━━━━━ Records ━━━━━
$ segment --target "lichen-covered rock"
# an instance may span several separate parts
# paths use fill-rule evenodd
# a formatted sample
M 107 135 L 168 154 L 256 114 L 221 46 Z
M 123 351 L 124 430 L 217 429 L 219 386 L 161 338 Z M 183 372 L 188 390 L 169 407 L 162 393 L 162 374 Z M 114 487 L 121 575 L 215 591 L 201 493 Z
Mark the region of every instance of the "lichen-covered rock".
━━━━━
→ Problem description: Copy every line of the rows above character for character, with all symbols, spacing, and line breaks unchanged.

→ The output:
$ segment --target "lichen-covered rock"
# an instance may span several separate parts
# paths use fill-rule evenodd
# a formatted sample
M 107 135 L 168 154 L 256 114 L 221 46 Z
M 123 351 L 124 430 L 217 429 L 219 386 L 161 338 Z M 183 372 L 188 390 L 169 407 L 162 393 L 162 374 Z M 114 487 L 121 575 L 215 591 L 201 493 Z
Mark the region of every instance of the "lichen-covered rock".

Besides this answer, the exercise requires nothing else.